虚拟机或服务器准备
安装centos7的操作系统
安装过程请自行百度
查看是否可以通网络
使用ping 163.com
如果ping不通,可以修改网卡。一般在/etc/sysconfig/network-scripts/的文件夹下
修改ifcfg-ens**
ONBOOT=NO
##改成
ONBOOT=YES
然后重启网络或重启机器
#重启网络
systemctl restart network
#重启机器
reboot
配置静态IP
vim /etc/sysconfig/network-scripts/ifcfg-ens33
BOOTPROTO=static
IPADDR="10.111.43.60"
NETMASK="255.255.255.0"
GATEWAY="10.111.43.254"
DNS1="10.5.90.2"
DNS2="202.98.198.167"
修改主机名
修改文件
#添加主机名
vim /etc/hostname
hadoop
#添加ip和hostname对应关系
vim /etc/sysconfig/network
10.111.43.55 hadoop
重启机器(reboot)生效
关闭防火墙
查看防火墙状态
[root@hadoop hadoop]# systemctl status firewalld
● firewalld.service - firewalld - dynamic firewall daemon
Loaded: loaded (/usr/lib/systemd/system/firewalld.service; enabled; vendor preset: enabled)
Active: inactive (dead) since Mon 2022-04-25 08:51:00 EDT; 13h ago
Docs: man:firewalld(1)
Process: 718 ExecStart=/usr/sbin/firewalld --nofork --nopid $FIREWALLD_ARGS (code=exited, status=0/SUCCESS)
Main PID: 718 (code=exited, status=0/SUCCESS)

[点位标注数据集中的几行记录]
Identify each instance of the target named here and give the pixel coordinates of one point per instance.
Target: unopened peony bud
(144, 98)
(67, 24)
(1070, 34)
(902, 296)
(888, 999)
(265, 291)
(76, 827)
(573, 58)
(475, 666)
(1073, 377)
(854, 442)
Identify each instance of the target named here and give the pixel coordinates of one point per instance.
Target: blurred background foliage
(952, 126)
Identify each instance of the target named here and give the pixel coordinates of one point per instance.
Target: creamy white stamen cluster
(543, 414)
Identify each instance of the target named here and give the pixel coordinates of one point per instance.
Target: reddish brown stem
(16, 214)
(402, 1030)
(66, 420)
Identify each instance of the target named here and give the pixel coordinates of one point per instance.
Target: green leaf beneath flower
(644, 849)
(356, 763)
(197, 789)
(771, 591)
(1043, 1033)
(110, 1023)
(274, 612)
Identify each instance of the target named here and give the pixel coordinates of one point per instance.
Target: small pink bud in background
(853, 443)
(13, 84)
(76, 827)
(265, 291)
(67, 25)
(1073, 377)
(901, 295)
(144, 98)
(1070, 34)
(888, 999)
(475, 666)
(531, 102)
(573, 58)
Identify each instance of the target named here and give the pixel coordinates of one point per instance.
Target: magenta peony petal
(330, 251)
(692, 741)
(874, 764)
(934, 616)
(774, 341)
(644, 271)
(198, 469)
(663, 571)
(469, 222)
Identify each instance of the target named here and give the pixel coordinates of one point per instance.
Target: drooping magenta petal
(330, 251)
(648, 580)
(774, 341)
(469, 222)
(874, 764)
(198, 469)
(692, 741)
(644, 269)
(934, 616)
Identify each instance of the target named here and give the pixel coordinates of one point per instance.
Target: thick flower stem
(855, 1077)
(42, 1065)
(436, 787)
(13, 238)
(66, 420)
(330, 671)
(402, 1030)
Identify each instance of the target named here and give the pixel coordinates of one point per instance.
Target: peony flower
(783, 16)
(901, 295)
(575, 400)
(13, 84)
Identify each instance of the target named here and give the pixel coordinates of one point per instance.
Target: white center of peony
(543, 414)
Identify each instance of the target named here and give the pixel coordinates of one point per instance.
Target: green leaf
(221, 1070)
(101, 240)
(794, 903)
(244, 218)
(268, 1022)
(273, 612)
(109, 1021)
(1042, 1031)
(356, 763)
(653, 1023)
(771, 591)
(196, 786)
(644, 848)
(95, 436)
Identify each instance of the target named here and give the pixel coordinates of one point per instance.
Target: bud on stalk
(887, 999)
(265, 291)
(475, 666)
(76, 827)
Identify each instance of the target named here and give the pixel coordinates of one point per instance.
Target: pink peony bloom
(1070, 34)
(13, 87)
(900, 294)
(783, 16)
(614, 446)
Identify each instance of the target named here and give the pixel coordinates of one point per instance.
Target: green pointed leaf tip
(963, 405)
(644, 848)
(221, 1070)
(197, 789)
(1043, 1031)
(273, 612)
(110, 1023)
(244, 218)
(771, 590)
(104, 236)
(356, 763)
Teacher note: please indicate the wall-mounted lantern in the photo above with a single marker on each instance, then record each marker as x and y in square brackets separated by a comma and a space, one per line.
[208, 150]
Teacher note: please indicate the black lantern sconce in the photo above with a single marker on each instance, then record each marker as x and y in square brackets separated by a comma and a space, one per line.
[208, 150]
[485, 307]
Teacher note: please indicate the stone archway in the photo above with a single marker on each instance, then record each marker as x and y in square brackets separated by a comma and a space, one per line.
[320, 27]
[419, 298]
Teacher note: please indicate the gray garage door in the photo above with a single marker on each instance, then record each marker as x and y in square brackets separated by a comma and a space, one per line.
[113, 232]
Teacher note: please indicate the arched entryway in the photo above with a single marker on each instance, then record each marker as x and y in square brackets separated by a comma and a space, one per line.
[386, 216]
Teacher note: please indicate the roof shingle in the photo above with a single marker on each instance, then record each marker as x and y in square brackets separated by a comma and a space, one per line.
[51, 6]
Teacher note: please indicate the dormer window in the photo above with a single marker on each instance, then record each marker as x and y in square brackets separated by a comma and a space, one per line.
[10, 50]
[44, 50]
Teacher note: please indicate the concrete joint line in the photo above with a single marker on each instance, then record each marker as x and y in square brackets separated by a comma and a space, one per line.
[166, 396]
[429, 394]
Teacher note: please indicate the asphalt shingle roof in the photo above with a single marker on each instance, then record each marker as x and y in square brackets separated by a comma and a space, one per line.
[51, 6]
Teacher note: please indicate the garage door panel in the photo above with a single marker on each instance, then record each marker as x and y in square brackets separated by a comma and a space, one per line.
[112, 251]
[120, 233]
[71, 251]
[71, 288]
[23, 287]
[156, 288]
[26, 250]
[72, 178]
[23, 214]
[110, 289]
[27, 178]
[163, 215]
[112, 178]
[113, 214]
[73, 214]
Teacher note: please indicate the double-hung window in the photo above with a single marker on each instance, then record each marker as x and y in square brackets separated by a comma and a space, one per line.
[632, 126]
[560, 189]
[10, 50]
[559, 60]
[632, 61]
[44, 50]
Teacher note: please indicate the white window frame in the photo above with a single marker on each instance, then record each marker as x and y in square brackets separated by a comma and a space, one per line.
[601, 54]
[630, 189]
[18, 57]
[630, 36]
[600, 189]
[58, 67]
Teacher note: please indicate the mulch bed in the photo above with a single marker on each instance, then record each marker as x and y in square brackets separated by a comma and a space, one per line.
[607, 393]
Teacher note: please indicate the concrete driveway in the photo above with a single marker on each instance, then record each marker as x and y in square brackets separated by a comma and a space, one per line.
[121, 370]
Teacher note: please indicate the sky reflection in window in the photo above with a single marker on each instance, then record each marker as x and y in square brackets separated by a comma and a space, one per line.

* [任务列表]:
[a] 把记录中带有字符串“green”的行全部筛出来，一行不漏地抄下。
[b] 请从 CentOS 7 配置教程停下的地方接着往下写。
这些记录跟 CentOS 7 配置教程没有任何关系。

* [答案列表]:
[a]
Target: green leaf beneath flower
Target: green leaf
Target: green pointed leaf tip

[b]
inactive(dead)为关闭状态
如果是active(running),为开启状态,可以使用
systemctl stop firewalld
开启防火墙
systemctl start firewalld
安装hadoop伪分布式
映射IP
[root@hadoop hadoop]# vim /etc/hosts
在文件末尾 ,添加如下内容
安装jdk
下载jar包,并上传到linux中,我的是/root/soft
解压安装包
tar -zxvf jdk-8u271-linux-x64.tar.gz
创建软链接
[hadoop@hadoop soft]$ ls
jdk1.8.0_271
#创建软链接
[hadoop@hadoop soft]$ ln -s jdk1.8.0_271 jdk
#查看软链接
[hadoop@hadoop soft]$ ls
jdk jdk1.8.0_271
配置环境变量
vim ~/.bashrc
在文件末尾添加一下内容
##JAVA_HOME 是你java 的解压的路径 一定要注意
export JAVA_HOME=~/soft/jdk
export JRE_HOME=${JAVA_HOME}/jre
export CLASSPATH=.:${JAVA_HOME}/lib:${JRE_HOME}/lib
export PATH=${JAVA_HOME}/bin:$PATH
让配置立即生效
source ~/.bashrc
验证是否配置成功
[root@hadoop soft]# java -version
java version "1.8.0_271"
Java(TM) SE Runtime Environment (build 1.8.0_271-b09)
Java HotSpot(TM) 64-Bit Server VM (build 25.271-b09, mixed mode)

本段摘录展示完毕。